STUDY MATERIAL —

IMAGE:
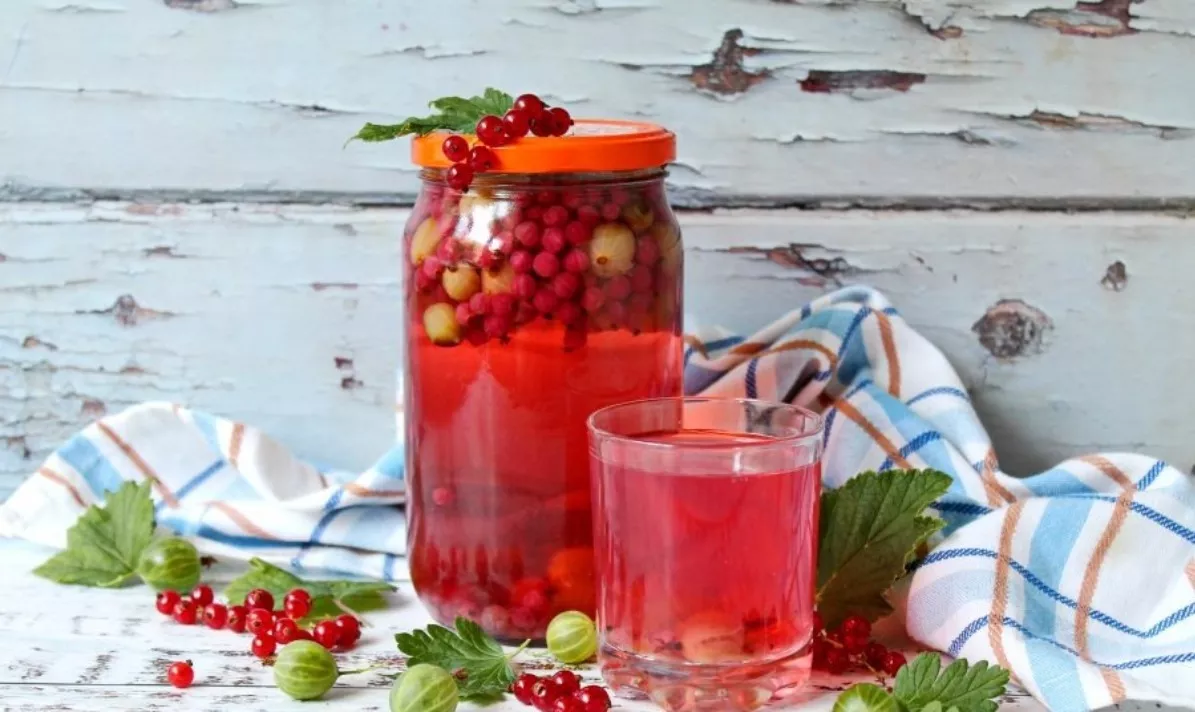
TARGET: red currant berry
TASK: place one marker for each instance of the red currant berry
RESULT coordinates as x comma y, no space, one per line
541,123
893,663
855,644
263,645
455,148
259,620
237,615
326,633
567,681
181,675
259,599
482,159
516,123
185,612
522,687
296,603
285,630
546,264
544,694
491,132
215,615
528,104
202,595
166,602
568,704
561,121
837,661
556,216
875,655
594,698
856,625
459,176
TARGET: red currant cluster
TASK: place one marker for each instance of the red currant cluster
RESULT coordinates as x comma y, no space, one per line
559,693
256,615
529,114
851,646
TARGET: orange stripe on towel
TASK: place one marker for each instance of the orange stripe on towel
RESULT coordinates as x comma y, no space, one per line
54,477
141,465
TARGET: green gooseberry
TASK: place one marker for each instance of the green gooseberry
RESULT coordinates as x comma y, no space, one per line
170,563
571,637
424,688
305,670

PROBLEM REQUIREMENTS — Set down the whole listing exactly as given, except for the pictures.

SOLUTION TO THE PROBLEM —
IMAGE:
TARGET: red currant berry
TASK: place one marker for each instance of the red currant berry
RESULT coordinates as x comma y, no space, one per line
541,123
893,663
855,644
263,645
455,148
259,620
237,615
326,633
567,681
181,675
259,599
482,159
516,123
185,612
522,687
296,603
285,630
546,264
544,694
491,132
215,615
528,104
202,595
166,602
568,704
561,121
837,661
556,216
875,655
594,698
856,625
459,176
TARGET: red currant cluster
TASK: place one marker for each instance of the red currant cluster
RESULT coordinates as x comma y, no space, one per line
559,693
256,615
529,114
851,646
TARGET: orange stripe on towel
TASK: place one marker for each instance of the orange stripe on towel
RESULT coordinates as x comma y, no space, one per line
54,477
141,465
TARGET: green gooseberry
TASK: place one marker for each instance of the green gooseberry
RESULT coordinates as x comma y, no space, one per line
170,563
571,637
424,688
305,670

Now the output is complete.